**Text block:**
Start of Block
SAN DIEGO COUNTY ELECTIONS : Board Shifts Tack in Hunt for Jail Financing - Los Angeles Times
Advertisement

SAN DIEGO COUNTY ELECTIONS : Board Shifts Tack in Hunt for Jail Financing

Share via
Times Staff Writer

With San Diego voters saying they don’t want to pay a higher sales tax to fund new courts and jails, county supervisors on Wednesday began searching for another way to raise the money it will take to build criminal justice facilities needed through the year 2005.

Supervisor Susan Golding, who opposed the sales tax increase but did not actively campaign against it, said Wednesday she is prepared to retake the political initiative she yielded to Supervisor George Bailey, who got the sales tax measure on the ballot over her objections.

Proposition A, which would have increased the sales tax by half a cent on the dollar for five years, needed approval from two-thirds of the voters. It got barely more than a simple majority--50.75%.

Advertisement

Golding said she will ask the Board of Supervisors this month to explore a so-called public-private partnership to build at least one major jail where criminal suspects would be housed before their Municipal Court arraignments.

That project, which supervisors and Sheriff John Duffy have said is desperately needed to relieve chronic overcrowding at the county jails downtown and in Vista, Chula Vista and El Cajon, would cost an estimated $50 million.

Golding proposes that the jail be built by a private developer and leased back to the county. The lease payments would be funded through the issuance of “certificates of participation”--a form of revenue raiser that is similar to a government bond but does not require approval of the voters.
End of Block
**What you are asked to do:**
Reproduce the part of the article on San Diego County jail financing starting at "Golding proposes that" and ending at "approval of the voters.".

[Region pointing data]
Start of Block
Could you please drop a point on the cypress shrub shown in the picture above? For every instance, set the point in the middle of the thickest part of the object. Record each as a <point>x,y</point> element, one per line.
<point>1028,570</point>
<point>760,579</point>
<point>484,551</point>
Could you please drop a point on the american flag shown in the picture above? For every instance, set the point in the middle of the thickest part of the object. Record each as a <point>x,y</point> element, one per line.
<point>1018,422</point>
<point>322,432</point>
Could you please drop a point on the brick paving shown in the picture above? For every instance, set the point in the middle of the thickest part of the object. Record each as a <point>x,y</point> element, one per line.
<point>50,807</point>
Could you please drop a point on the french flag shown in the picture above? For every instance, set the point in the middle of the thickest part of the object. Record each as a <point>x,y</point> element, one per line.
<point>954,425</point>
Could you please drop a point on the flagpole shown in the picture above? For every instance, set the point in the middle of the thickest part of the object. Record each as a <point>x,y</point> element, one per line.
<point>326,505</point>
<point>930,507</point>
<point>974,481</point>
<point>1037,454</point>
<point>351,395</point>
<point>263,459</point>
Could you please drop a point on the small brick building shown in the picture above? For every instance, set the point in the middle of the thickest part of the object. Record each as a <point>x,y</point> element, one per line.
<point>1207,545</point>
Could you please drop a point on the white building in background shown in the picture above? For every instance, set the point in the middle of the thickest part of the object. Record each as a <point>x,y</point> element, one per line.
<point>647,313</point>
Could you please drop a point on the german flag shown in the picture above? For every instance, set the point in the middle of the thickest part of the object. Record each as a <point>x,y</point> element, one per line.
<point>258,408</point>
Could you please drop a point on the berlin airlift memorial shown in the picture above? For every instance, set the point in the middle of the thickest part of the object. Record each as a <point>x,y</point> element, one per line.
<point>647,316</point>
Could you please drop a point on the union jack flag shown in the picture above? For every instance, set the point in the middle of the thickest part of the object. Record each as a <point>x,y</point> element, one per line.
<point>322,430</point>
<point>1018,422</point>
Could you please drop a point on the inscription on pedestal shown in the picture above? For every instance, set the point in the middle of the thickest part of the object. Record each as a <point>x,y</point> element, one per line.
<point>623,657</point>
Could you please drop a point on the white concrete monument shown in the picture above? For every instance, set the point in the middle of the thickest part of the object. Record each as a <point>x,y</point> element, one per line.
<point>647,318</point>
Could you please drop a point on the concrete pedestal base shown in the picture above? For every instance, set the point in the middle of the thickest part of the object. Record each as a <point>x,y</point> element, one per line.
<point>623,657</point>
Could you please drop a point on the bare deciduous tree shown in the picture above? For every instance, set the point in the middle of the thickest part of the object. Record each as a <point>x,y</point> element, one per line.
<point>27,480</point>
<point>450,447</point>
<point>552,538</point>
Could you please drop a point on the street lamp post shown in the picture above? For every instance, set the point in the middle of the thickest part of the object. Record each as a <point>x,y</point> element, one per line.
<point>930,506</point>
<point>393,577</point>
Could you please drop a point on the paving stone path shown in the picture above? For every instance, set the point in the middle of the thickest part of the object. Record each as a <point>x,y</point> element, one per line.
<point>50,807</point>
End of Block
**Answer to this exercise:**
Golding proposes that the jail be built by a private developer and leased back to the county. The lease payments would be funded through the issuance of “certificates of participation”--a form of revenue raiser that is similar to a government bond but does not require approval of the voters.